— START The data —
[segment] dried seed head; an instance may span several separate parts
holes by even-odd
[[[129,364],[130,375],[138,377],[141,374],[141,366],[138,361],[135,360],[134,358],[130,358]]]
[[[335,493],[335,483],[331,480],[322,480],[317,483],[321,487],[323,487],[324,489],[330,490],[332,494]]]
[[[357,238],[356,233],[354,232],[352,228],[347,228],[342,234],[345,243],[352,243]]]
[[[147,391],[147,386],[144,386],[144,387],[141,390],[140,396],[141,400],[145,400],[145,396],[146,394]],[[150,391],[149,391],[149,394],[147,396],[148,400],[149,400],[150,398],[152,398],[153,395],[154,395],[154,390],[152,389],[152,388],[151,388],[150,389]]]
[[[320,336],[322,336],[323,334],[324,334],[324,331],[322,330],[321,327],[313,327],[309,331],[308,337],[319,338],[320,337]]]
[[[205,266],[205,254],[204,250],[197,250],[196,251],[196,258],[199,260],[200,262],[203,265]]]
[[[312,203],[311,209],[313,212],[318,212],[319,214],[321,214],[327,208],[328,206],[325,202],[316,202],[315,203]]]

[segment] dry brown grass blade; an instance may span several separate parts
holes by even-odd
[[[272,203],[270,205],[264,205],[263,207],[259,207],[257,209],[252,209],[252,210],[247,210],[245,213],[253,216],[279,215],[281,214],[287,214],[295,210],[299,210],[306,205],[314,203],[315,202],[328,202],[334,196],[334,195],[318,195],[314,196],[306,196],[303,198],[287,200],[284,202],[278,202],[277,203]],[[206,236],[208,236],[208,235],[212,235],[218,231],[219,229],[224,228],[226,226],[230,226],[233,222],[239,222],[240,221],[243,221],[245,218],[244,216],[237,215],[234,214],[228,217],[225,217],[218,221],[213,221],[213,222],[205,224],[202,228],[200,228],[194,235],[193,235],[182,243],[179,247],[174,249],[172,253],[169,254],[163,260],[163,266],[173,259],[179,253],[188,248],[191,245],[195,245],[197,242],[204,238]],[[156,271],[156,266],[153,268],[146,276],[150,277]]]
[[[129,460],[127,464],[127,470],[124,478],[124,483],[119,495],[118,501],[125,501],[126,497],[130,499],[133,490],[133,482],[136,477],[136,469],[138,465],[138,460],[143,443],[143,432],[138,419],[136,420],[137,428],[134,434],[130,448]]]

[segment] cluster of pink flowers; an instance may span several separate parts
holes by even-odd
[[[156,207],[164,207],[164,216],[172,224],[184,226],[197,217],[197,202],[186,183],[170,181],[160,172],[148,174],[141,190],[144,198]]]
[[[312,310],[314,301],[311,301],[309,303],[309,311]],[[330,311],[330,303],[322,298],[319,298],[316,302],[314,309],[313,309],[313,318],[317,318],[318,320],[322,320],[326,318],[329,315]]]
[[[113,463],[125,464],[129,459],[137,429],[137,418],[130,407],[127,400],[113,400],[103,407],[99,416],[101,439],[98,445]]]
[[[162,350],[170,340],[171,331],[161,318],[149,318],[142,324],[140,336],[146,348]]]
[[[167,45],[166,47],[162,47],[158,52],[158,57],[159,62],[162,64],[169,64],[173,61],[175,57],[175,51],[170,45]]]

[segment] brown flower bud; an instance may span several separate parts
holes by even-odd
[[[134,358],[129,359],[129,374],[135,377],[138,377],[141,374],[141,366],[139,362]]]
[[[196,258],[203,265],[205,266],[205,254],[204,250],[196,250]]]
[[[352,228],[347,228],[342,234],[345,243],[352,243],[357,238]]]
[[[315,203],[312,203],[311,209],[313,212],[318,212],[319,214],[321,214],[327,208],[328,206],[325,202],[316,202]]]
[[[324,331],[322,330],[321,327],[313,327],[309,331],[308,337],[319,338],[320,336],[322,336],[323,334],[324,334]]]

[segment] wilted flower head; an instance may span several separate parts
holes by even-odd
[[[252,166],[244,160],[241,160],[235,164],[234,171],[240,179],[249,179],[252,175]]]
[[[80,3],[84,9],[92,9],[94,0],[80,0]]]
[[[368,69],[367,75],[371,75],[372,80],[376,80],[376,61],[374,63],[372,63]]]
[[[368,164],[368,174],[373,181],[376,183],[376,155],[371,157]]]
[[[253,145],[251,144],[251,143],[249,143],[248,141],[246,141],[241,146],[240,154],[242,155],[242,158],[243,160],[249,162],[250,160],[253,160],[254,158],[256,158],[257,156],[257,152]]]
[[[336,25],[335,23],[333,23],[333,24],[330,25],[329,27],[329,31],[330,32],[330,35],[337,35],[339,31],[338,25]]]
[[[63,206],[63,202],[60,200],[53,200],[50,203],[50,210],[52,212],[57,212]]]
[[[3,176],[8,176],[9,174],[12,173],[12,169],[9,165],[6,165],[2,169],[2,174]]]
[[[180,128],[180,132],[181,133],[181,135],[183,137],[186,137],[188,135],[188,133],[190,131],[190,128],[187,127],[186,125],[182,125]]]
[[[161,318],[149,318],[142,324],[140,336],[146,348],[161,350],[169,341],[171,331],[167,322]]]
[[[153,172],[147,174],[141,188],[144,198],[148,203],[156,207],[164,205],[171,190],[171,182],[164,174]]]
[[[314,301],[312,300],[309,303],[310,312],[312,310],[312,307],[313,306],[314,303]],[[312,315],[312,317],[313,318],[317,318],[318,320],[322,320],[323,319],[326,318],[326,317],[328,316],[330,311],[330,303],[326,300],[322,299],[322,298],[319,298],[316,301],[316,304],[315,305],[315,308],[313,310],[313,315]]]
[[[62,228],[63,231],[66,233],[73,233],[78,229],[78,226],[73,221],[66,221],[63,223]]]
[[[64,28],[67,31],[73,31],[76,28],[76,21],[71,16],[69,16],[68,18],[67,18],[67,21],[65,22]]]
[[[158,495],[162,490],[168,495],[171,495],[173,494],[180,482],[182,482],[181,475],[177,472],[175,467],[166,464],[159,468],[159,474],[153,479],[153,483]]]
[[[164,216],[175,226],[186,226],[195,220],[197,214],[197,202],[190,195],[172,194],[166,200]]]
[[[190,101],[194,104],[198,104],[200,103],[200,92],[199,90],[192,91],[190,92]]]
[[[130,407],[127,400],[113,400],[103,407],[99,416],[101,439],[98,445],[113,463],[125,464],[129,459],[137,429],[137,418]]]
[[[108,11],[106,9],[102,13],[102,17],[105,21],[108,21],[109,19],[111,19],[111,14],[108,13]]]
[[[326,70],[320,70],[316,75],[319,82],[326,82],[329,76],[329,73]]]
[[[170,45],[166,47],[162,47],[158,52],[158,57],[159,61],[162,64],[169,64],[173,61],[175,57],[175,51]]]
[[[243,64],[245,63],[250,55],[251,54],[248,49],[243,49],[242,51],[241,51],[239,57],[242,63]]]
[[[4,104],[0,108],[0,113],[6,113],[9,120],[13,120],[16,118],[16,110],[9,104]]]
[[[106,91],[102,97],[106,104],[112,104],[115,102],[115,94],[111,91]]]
— END The data —
**To be done**
Can you reproduce every one of the records above word for word, without changing a single character?

**Completed exercise**
[segment] dried seed head; an instance may span several separate parts
holes by even-odd
[[[129,364],[130,375],[138,377],[141,374],[141,366],[138,361],[135,360],[134,358],[130,358]]]
[[[335,493],[335,483],[331,480],[322,480],[317,483],[321,487],[323,487],[324,489],[330,490],[332,494]]]
[[[357,238],[356,233],[354,232],[352,228],[347,228],[342,234],[345,243],[352,243]]]
[[[147,391],[147,386],[144,386],[144,387],[141,390],[140,396],[141,400],[145,400],[145,396],[146,394]],[[150,391],[149,391],[149,394],[147,396],[148,400],[149,400],[150,398],[152,398],[153,395],[154,395],[154,390],[152,389],[152,388],[151,388],[150,389]]]
[[[320,336],[322,336],[323,334],[324,334],[324,331],[322,330],[321,327],[313,327],[309,331],[308,337],[319,338],[320,337]]]
[[[205,266],[205,254],[204,250],[197,250],[196,251],[196,258],[199,260],[200,262],[203,265]]]
[[[312,203],[311,209],[313,212],[318,212],[319,214],[321,214],[327,208],[328,206],[325,202],[316,202],[315,203]]]

[segment] dry brown grass blade; an instance may span several separate parts
holes by even-odd
[[[272,203],[270,205],[264,205],[263,207],[259,207],[257,209],[252,209],[252,210],[247,210],[245,213],[253,216],[279,215],[281,214],[287,214],[295,210],[299,210],[306,205],[314,203],[315,202],[328,202],[334,196],[334,195],[318,195],[314,196],[306,196],[303,198],[287,200],[284,202],[278,202],[277,203]],[[206,236],[208,236],[208,235],[212,235],[218,231],[219,229],[224,228],[226,226],[230,226],[233,222],[239,222],[240,221],[243,221],[245,218],[244,216],[237,215],[234,214],[228,217],[225,217],[218,221],[213,221],[213,222],[205,224],[202,228],[200,228],[194,235],[193,235],[182,243],[179,247],[174,249],[172,253],[169,254],[163,260],[163,266],[173,259],[179,253],[188,248],[191,245],[195,245],[197,242],[204,238]],[[156,271],[156,266],[153,268],[146,276],[150,277]]]
[[[129,460],[127,464],[127,470],[124,478],[124,483],[119,495],[118,501],[125,501],[126,497],[130,499],[133,490],[133,482],[136,477],[136,469],[138,465],[138,460],[143,443],[143,432],[138,419],[136,420],[137,428],[134,434],[130,448]]]

[segment] cluster of pink flowers; an instance may span several separate parts
holes by even-odd
[[[156,207],[164,207],[164,216],[172,224],[184,226],[197,217],[197,202],[186,183],[170,181],[160,172],[148,174],[141,190],[144,198]]]
[[[312,310],[314,301],[311,301],[309,303],[309,311]],[[330,311],[330,303],[322,298],[319,298],[316,302],[314,309],[313,309],[313,318],[317,318],[318,320],[322,320],[326,318],[329,315]]]
[[[113,463],[125,464],[129,459],[137,429],[137,418],[130,407],[127,400],[113,400],[103,407],[99,416],[101,439],[98,445]]]
[[[162,350],[170,340],[171,331],[161,318],[149,318],[142,324],[140,336],[146,348]]]
[[[167,45],[166,47],[162,47],[158,52],[158,57],[159,62],[162,64],[169,64],[173,61],[175,57],[175,51],[170,45]]]

[segment] brown flower bud; an instance may span several separate parts
holes by even-odd
[[[134,358],[129,359],[129,374],[135,377],[138,377],[141,374],[141,366],[139,362]]]
[[[196,258],[203,265],[205,266],[205,254],[204,250],[196,250]]]
[[[352,228],[347,228],[342,234],[345,243],[352,243],[357,238]]]
[[[315,203],[312,203],[311,209],[313,212],[318,212],[319,214],[321,214],[327,208],[328,206],[325,202],[316,202]]]
[[[324,331],[322,330],[321,327],[313,327],[309,331],[308,337],[319,338],[320,336],[322,336],[323,334],[324,334]]]

[segment] wilted flower head; an instance may span several separate parts
holes by even-odd
[[[252,166],[244,160],[241,160],[235,164],[234,171],[240,179],[249,179],[252,175]]]
[[[80,3],[84,9],[92,9],[94,0],[80,0]]]
[[[368,69],[367,75],[371,75],[372,80],[376,80],[376,61],[374,63],[372,63]]]
[[[368,164],[368,174],[373,181],[376,183],[376,155],[371,157]]]
[[[253,145],[251,144],[251,143],[249,143],[248,141],[246,141],[241,146],[240,154],[242,155],[242,158],[243,160],[249,162],[250,160],[253,160],[254,158],[256,158],[257,156],[257,152]]]
[[[336,25],[335,23],[333,23],[333,24],[330,25],[329,27],[329,31],[330,32],[330,35],[337,35],[339,31],[338,25]]]
[[[63,206],[63,202],[60,200],[53,200],[50,203],[50,210],[52,212],[57,212]]]
[[[3,176],[8,176],[9,174],[12,173],[12,169],[9,165],[6,165],[2,169],[2,174]]]
[[[180,128],[180,132],[181,133],[181,135],[183,137],[186,137],[188,135],[188,133],[190,131],[190,128],[187,127],[186,125],[182,125]]]
[[[161,318],[149,318],[142,324],[140,336],[146,348],[161,350],[169,341],[171,331],[167,322]]]
[[[153,172],[147,174],[141,188],[144,198],[148,203],[156,207],[164,205],[171,190],[171,182],[164,174]]]
[[[314,301],[312,300],[309,303],[310,312],[312,310],[312,307],[313,306],[314,303]],[[312,315],[312,317],[313,318],[317,318],[318,320],[322,320],[323,319],[326,318],[326,317],[328,316],[330,311],[330,303],[326,300],[322,299],[322,298],[319,298],[316,301],[316,304],[315,305],[315,308],[313,310],[313,315]]]
[[[62,228],[63,231],[66,233],[73,233],[78,229],[78,226],[73,221],[66,221],[63,223]]]
[[[64,28],[67,31],[73,31],[76,28],[76,21],[71,16],[69,16],[68,18],[67,18],[67,21],[65,22]]]
[[[158,495],[162,490],[168,495],[171,495],[173,494],[180,482],[182,482],[181,475],[177,472],[175,467],[166,464],[159,468],[159,474],[153,479],[153,483]]]
[[[164,216],[175,226],[186,226],[195,220],[197,214],[197,202],[190,195],[172,194],[166,200]]]
[[[190,101],[194,104],[198,104],[200,103],[200,92],[199,90],[192,91],[190,92]]]
[[[130,407],[127,400],[113,400],[103,407],[99,416],[101,439],[98,445],[113,463],[125,464],[129,459],[137,429],[137,418]]]
[[[108,11],[106,9],[102,13],[102,17],[105,21],[108,21],[109,19],[111,19],[111,14],[108,13]]]
[[[326,70],[320,70],[316,75],[319,82],[326,82],[329,76],[329,73]]]
[[[170,45],[166,47],[162,47],[158,52],[158,57],[159,61],[162,64],[169,64],[173,61],[175,57],[175,51]]]
[[[243,64],[245,63],[250,55],[251,54],[248,49],[243,49],[242,51],[241,51],[239,57],[242,63]]]
[[[4,104],[0,108],[0,113],[6,113],[9,120],[13,120],[16,118],[16,110],[9,104]]]
[[[106,91],[102,97],[106,104],[112,104],[115,102],[115,94],[111,91]]]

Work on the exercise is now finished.